The entries below should be transcribed in their entirety, exactly as written.
╭─ RECORDS TO USE
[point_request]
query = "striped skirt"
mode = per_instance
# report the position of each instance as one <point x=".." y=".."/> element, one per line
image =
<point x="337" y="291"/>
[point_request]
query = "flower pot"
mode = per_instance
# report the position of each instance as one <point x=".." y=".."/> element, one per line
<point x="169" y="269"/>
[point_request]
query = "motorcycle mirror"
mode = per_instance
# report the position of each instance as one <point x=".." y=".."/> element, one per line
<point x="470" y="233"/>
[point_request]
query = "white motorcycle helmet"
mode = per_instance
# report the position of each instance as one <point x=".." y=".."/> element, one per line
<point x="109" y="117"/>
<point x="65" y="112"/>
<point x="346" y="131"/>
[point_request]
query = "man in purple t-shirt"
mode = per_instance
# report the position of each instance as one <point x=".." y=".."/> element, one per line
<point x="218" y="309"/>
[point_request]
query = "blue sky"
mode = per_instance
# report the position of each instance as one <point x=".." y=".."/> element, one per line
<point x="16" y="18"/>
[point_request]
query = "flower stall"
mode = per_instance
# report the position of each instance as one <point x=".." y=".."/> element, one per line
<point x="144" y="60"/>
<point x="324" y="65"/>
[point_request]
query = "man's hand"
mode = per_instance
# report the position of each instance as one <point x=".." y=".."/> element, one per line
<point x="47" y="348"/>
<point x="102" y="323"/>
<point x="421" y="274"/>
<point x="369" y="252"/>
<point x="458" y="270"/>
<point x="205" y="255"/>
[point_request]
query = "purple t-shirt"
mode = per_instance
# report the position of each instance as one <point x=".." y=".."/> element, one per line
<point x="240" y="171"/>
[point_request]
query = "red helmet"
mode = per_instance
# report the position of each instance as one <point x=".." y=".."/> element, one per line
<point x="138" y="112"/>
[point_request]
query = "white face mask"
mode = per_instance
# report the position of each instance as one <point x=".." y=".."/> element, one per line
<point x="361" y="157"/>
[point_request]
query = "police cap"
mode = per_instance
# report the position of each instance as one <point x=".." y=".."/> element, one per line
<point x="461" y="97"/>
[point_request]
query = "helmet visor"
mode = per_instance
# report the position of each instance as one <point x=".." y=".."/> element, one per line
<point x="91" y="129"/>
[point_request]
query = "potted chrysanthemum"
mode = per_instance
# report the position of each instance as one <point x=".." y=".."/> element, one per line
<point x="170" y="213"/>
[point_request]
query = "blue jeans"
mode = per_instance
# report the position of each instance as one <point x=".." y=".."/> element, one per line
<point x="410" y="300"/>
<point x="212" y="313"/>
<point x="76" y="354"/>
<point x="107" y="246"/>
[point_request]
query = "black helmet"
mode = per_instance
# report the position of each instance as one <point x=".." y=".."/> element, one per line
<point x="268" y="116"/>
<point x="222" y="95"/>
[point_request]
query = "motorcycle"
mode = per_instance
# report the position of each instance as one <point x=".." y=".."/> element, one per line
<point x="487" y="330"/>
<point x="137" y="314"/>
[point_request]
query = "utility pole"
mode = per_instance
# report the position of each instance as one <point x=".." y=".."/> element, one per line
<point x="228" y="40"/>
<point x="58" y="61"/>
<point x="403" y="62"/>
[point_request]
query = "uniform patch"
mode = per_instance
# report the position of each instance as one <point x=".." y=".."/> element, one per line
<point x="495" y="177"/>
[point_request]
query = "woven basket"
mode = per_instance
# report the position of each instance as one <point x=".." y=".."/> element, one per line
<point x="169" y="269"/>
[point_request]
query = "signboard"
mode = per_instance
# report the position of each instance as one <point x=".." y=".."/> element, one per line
╰─
REPLY:
[point_request]
query = "striped skirt"
mode = per_instance
# report the position of each instance as one <point x=".." y=".."/> element, one per line
image =
<point x="337" y="291"/>
[point_request]
query = "flower pot"
mode = per_instance
# report the position of each instance as one <point x=".." y=".."/> element, one per line
<point x="169" y="269"/>
[point_request]
query = "motorcycle mirror"
mode = per_instance
# report the position of each instance as one <point x=".." y=".."/> element, one per line
<point x="470" y="233"/>
[point_request]
query = "white motorcycle helmet"
mode = per_instance
# report the position of each instance as one <point x=".." y=".."/> element, one per line
<point x="109" y="117"/>
<point x="65" y="112"/>
<point x="346" y="131"/>
[point_request]
query = "man in purple t-shirt"
mode = per_instance
# report the position of each instance as one <point x=".." y=".."/> element, one per line
<point x="218" y="309"/>
[point_request]
query = "blue sky"
mode = per_instance
# report the position of each instance as one <point x=".." y=".."/> element, one per line
<point x="16" y="18"/>
[point_request]
query = "flower stall"
mode = per_instance
# report the position of each instance as one <point x=".." y=".."/> element, one per line
<point x="144" y="60"/>
<point x="324" y="65"/>
[point_request]
query = "man's hand"
mode = per_instance
# report the position of each instance as one <point x=".." y=".."/> element, one per line
<point x="47" y="348"/>
<point x="102" y="323"/>
<point x="421" y="274"/>
<point x="369" y="252"/>
<point x="458" y="270"/>
<point x="205" y="255"/>
[point_request]
query = "purple t-shirt"
mode = per_instance
# report the position of each instance as one <point x=".." y=".."/> element, one per line
<point x="240" y="171"/>
[point_request]
query = "red helmet"
mode = per_instance
# report the position of each instance as one <point x=".." y=".."/> element, one per line
<point x="138" y="112"/>
[point_request]
query = "white face mask"
mode = per_instance
# report the position of each instance as one <point x=".." y=".."/> element, one per line
<point x="361" y="157"/>
[point_request]
query = "police cap"
mode = per_instance
# report the position of each instance as one <point x=".." y=".."/> element, one per line
<point x="461" y="97"/>
[point_request]
query = "helmet visor"
mode = per_instance
# report the position of each instance as one <point x=".." y=".."/> element, one per line
<point x="91" y="129"/>
[point_request]
query = "potted chrysanthemum"
mode = per_instance
# report the position of each instance as one <point x=".." y=".."/> element, one per line
<point x="170" y="213"/>
[point_request]
query = "blue jeans"
mode = per_instance
# report the position of each instance as one <point x=".." y=".."/> element, one per line
<point x="410" y="300"/>
<point x="212" y="313"/>
<point x="76" y="354"/>
<point x="107" y="246"/>
[point_request]
query = "black helmet"
mode = per_instance
# report the position of each instance as one <point x=".." y=".."/> element, one per line
<point x="268" y="116"/>
<point x="222" y="95"/>
[point_request]
query = "motorcycle"
mode = per_instance
# report the position of each instance as one <point x=".." y=".."/> element, one per line
<point x="487" y="330"/>
<point x="137" y="314"/>
[point_request]
query = "utility pole"
mode = per_instance
# report the position of each instance as one <point x=".." y=".."/> element, one per line
<point x="228" y="40"/>
<point x="58" y="61"/>
<point x="403" y="62"/>
[point_request]
query = "uniform patch"
mode = per_instance
# report the position of each instance as one <point x=".." y=".."/> element, one per line
<point x="495" y="177"/>
[point_request]
query = "woven basket"
mode = per_instance
# report the position of each instance as one <point x=".." y=".."/> element, one per line
<point x="169" y="269"/>
[point_request]
query = "signboard"
mode = per_instance
# report the position of each instance as one <point x=".." y=".."/> element, one per line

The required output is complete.